>>
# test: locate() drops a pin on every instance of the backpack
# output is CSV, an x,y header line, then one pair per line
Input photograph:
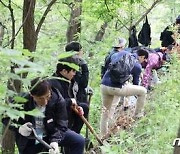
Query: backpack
x,y
120,70
144,36
106,62
133,42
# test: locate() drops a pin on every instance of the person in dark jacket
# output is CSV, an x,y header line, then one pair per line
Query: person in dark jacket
x,y
110,92
52,127
63,83
167,36
82,76
116,48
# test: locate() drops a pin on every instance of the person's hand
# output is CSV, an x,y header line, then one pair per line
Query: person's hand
x,y
25,130
80,110
55,148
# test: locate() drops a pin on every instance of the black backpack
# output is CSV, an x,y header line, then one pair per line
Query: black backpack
x,y
144,36
120,70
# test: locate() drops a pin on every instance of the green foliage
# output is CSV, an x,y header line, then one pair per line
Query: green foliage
x,y
156,131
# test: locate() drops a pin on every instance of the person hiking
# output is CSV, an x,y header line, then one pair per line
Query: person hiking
x,y
52,128
154,62
116,48
82,76
111,89
167,37
64,75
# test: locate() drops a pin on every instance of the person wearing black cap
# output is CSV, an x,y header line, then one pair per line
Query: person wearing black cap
x,y
63,81
82,76
116,48
167,36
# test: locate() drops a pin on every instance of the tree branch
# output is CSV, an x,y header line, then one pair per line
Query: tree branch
x,y
44,16
13,38
144,15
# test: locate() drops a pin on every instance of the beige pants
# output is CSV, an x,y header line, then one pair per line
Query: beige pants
x,y
110,98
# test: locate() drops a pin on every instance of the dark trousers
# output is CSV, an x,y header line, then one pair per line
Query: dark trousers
x,y
75,122
73,143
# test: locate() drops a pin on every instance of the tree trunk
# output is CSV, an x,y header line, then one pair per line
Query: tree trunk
x,y
74,27
1,33
29,42
176,147
29,33
101,32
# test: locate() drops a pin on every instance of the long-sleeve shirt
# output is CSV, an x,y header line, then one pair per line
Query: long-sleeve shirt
x,y
154,62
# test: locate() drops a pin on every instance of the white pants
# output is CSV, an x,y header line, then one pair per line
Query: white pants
x,y
111,97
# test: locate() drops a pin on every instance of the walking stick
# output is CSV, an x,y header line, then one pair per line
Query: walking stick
x,y
88,125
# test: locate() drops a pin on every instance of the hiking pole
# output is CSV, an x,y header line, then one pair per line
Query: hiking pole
x,y
88,125
39,139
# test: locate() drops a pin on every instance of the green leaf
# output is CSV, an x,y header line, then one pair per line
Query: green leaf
x,y
72,65
66,54
35,113
20,99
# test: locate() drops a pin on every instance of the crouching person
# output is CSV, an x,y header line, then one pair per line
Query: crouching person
x,y
52,127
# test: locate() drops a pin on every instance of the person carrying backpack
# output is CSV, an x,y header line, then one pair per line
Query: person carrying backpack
x,y
167,36
154,62
116,48
114,84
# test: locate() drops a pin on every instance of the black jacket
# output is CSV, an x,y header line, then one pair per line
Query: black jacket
x,y
166,37
82,77
64,87
55,120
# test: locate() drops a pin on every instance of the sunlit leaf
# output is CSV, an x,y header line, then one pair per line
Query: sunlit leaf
x,y
66,54
72,65
20,99
35,113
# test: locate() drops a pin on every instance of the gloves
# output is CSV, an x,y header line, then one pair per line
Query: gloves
x,y
55,148
24,130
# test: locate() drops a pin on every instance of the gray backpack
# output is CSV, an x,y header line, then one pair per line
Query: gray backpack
x,y
120,70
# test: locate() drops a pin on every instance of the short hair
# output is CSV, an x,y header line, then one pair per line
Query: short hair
x,y
143,52
61,66
73,46
39,86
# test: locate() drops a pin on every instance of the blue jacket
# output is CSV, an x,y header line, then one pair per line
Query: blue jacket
x,y
136,71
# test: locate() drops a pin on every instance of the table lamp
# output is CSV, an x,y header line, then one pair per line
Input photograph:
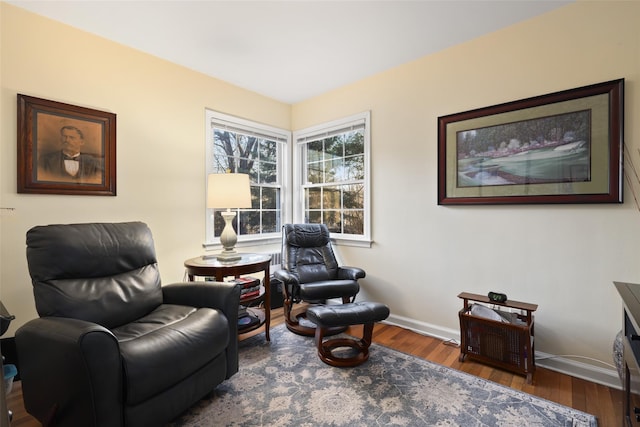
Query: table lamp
x,y
228,191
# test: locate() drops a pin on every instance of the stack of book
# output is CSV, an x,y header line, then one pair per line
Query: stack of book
x,y
250,287
246,318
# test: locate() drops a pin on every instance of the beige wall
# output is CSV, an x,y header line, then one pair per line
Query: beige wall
x,y
563,258
160,111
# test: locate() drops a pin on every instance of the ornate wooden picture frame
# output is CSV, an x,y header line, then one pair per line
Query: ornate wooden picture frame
x,y
65,149
564,147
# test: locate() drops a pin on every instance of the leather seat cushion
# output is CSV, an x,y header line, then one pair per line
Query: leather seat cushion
x,y
357,313
327,289
153,348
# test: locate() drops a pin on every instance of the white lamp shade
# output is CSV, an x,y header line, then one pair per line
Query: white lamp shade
x,y
228,191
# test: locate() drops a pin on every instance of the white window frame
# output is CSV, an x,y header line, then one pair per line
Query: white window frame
x,y
221,120
320,131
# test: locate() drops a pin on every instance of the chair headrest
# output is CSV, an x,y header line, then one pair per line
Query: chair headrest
x,y
307,235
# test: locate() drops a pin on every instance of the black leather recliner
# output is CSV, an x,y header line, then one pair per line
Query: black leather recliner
x,y
310,273
112,347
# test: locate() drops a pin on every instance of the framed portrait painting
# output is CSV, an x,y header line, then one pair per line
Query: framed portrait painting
x,y
563,147
65,149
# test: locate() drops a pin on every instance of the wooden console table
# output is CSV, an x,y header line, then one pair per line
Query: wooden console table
x,y
505,345
630,294
247,264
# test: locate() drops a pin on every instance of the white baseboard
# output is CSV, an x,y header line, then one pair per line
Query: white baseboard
x,y
600,375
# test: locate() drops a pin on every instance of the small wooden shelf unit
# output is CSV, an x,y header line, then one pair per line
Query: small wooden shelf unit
x,y
505,345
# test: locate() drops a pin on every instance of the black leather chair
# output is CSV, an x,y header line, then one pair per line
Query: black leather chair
x,y
310,273
112,347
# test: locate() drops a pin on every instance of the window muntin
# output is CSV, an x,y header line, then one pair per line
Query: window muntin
x,y
238,146
334,177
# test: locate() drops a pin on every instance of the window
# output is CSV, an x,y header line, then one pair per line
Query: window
x,y
333,178
241,146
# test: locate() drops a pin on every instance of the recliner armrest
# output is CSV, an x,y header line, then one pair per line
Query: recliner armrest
x,y
290,282
353,273
73,367
286,277
224,296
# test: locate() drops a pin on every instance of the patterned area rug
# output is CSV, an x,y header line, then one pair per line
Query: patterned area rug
x,y
285,384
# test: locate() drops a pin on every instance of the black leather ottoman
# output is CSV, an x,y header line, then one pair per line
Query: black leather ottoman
x,y
357,313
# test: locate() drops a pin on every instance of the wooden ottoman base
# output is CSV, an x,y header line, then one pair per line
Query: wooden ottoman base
x,y
328,317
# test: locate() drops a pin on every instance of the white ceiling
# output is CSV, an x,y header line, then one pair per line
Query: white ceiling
x,y
290,50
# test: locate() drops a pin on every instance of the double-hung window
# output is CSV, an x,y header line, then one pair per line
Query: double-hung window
x,y
241,146
332,178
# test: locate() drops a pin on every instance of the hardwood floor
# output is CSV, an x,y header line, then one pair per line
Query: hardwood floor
x,y
603,402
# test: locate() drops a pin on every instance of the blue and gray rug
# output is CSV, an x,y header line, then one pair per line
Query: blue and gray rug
x,y
284,383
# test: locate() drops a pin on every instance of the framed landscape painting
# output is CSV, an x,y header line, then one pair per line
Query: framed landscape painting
x,y
563,147
65,149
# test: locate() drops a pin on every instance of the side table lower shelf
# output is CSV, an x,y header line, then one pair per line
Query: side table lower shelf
x,y
254,313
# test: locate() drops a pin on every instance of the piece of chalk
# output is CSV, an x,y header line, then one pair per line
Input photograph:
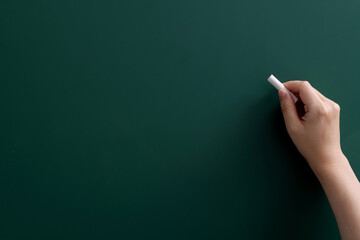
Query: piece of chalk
x,y
278,85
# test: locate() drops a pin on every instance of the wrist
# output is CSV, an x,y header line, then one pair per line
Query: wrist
x,y
331,165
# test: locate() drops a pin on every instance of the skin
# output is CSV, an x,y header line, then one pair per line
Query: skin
x,y
315,132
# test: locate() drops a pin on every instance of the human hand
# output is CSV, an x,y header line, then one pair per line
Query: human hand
x,y
312,123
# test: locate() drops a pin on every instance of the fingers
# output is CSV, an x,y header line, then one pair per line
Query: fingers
x,y
288,108
307,93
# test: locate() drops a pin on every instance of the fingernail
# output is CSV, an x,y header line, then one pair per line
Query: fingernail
x,y
282,93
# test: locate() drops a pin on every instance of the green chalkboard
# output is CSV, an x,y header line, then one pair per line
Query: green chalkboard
x,y
154,119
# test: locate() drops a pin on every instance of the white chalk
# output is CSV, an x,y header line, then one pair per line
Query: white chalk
x,y
278,85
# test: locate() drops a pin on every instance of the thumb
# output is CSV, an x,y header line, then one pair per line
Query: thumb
x,y
288,109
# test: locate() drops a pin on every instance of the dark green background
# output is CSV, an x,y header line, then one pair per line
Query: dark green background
x,y
154,119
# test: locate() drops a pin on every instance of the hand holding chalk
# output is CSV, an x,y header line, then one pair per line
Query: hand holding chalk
x,y
278,85
315,134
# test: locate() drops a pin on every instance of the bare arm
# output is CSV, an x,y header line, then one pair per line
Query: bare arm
x,y
316,134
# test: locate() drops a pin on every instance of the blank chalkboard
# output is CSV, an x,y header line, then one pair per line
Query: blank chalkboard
x,y
154,119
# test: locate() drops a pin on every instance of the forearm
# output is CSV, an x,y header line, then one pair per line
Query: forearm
x,y
343,191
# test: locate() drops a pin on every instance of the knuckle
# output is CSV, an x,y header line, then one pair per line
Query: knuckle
x,y
285,107
323,111
336,107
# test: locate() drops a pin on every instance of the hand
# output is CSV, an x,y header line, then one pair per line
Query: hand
x,y
313,124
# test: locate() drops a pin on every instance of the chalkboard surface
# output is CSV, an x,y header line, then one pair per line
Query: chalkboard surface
x,y
154,119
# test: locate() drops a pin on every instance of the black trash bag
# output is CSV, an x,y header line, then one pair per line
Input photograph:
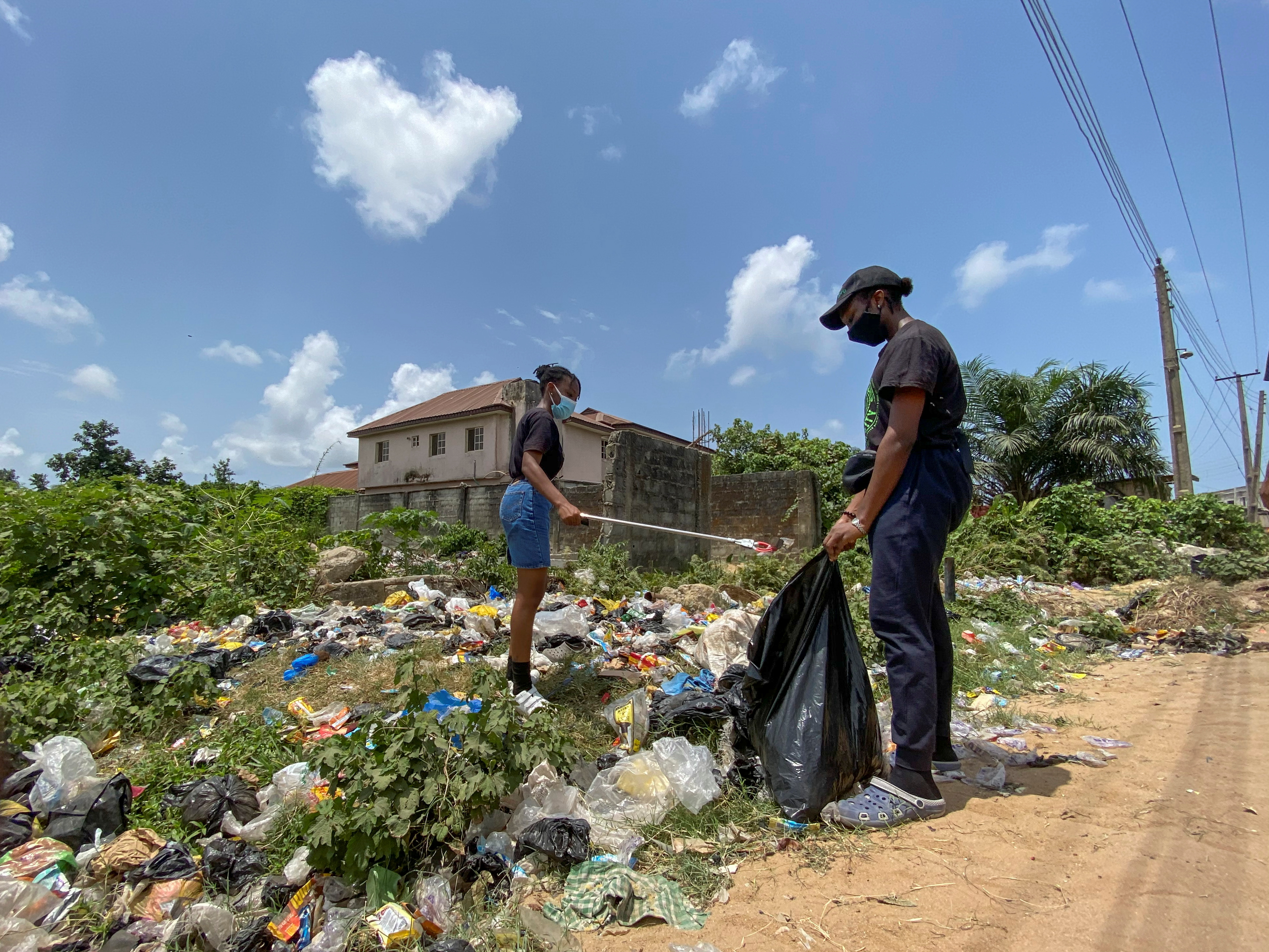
<<
**AIM OF THE TASK:** Which lines in the records above contain the string "hung"? Pull out each one in full, matching case exactly.

**WRITTEN SOLUTION:**
# test: locate() drops a pin on every instance of the double-hung window
Query: double-hung window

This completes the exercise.